O exercício: Repita sem nenhuma alteração as linhas que vão do início até a linha que contém "x=890, y=44", incluindo as duas pontas.

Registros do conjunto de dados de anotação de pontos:
****

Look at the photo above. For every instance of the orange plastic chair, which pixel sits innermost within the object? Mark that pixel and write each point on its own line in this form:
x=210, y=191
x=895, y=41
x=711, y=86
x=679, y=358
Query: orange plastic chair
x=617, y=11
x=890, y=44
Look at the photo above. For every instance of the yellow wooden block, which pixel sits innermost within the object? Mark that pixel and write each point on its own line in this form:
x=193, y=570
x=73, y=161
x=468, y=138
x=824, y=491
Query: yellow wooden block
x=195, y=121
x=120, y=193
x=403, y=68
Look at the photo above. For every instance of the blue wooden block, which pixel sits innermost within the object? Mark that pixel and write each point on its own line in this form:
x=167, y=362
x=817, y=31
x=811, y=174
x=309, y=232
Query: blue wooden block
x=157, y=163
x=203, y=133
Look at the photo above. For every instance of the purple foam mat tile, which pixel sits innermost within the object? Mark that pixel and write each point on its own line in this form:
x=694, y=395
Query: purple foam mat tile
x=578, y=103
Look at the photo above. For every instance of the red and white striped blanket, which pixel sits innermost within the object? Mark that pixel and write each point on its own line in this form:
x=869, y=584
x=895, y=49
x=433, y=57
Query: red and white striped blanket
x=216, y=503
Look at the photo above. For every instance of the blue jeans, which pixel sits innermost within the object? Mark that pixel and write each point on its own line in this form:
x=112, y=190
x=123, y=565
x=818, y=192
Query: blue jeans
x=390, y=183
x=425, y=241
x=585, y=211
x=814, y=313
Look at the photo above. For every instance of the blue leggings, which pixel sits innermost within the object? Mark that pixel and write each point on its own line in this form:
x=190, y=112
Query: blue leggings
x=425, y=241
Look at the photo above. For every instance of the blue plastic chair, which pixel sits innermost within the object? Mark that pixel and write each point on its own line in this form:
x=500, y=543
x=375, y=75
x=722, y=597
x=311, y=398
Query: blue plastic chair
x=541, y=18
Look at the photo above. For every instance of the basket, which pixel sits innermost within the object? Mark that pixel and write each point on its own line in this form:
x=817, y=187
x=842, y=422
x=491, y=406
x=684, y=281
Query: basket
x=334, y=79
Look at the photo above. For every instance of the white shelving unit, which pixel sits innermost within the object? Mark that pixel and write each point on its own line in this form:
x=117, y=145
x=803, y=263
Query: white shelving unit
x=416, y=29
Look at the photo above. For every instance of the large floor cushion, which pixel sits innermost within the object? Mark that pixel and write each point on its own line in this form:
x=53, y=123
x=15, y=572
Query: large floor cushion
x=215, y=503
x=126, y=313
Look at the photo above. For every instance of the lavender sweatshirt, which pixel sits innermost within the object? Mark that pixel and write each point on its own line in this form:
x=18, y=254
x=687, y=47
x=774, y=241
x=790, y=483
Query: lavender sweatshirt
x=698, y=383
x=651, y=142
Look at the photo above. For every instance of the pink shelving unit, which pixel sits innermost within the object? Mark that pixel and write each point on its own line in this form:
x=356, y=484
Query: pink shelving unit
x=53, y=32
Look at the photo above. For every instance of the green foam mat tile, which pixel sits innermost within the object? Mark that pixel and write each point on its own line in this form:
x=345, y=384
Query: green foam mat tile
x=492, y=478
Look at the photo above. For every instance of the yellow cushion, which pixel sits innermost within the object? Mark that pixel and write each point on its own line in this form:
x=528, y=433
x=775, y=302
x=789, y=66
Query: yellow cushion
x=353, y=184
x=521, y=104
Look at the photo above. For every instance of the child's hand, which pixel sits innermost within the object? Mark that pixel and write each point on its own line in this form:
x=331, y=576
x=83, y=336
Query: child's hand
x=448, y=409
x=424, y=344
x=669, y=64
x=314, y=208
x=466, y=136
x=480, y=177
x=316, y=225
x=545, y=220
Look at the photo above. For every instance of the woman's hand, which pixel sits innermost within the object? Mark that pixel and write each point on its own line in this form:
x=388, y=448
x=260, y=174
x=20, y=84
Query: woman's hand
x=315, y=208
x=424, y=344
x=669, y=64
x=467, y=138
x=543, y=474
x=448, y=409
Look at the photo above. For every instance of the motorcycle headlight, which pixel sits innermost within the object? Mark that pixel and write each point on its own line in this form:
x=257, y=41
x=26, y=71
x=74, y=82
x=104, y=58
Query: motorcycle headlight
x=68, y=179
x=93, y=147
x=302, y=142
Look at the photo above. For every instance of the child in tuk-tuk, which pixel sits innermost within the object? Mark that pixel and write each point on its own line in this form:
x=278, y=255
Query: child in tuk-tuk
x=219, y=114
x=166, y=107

****

Resposta a seguir:
Look at the photo above. For every instance of the orange plastic chair, which pixel sits innermost within the object? Mark that pixel and write each point on its own line in this form:
x=210, y=191
x=895, y=41
x=711, y=86
x=679, y=358
Query: orange plastic chair
x=617, y=11
x=890, y=44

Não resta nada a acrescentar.